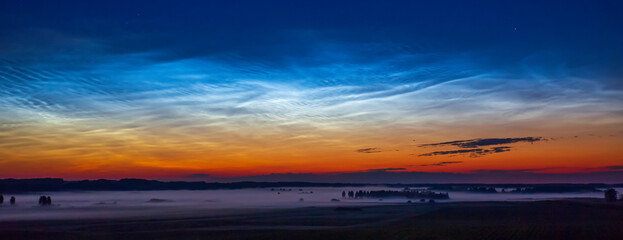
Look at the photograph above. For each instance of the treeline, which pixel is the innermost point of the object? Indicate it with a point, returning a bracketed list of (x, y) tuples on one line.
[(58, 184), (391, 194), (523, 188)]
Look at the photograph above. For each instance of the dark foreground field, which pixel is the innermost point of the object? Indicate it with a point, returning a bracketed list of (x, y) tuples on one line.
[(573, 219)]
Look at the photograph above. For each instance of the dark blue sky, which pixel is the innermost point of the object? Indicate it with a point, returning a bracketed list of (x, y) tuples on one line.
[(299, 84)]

--

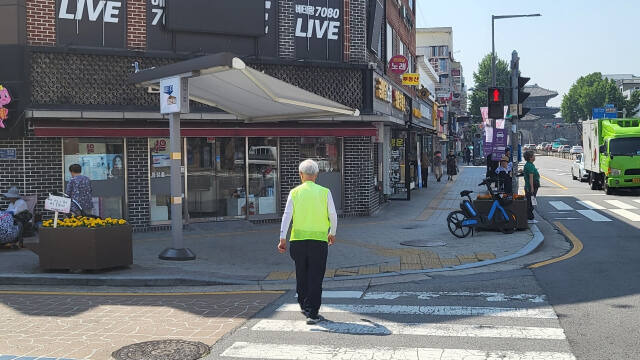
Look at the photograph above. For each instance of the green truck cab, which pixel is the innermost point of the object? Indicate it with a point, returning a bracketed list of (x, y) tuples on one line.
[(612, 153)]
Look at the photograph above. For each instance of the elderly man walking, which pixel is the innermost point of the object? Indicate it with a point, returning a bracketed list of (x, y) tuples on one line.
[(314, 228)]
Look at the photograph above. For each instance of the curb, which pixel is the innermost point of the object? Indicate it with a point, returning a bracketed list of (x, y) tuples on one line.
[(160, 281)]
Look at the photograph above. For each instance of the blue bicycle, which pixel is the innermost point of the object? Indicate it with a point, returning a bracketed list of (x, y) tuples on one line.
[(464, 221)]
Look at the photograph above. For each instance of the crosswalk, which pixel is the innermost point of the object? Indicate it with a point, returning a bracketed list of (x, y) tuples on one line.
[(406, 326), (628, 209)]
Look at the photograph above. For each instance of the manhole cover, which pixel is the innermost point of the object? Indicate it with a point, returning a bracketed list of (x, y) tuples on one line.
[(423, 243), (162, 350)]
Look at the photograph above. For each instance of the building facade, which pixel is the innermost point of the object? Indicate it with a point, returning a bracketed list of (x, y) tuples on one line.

> _Stated problem_
Copy out the entries word for word, beginning with the line that contains "the treeline, which" and continuing through the line that contains "[(573, 219)]", both included.

> _Finished answer_
Look at the photograph above. For each instance of the treeline, which pixel is the innermost point of the object? Indicate it with a point, returning a bracketed list of (x, y) tuples on one line.
[(58, 184), (391, 194), (523, 188)]
Look at the photograph above. For each instance of the dark foreground field, which pixel is the innermost point of the object? Indicate it with a point, returning a bracketed list of (x, y) tuples on one line.
[(573, 219)]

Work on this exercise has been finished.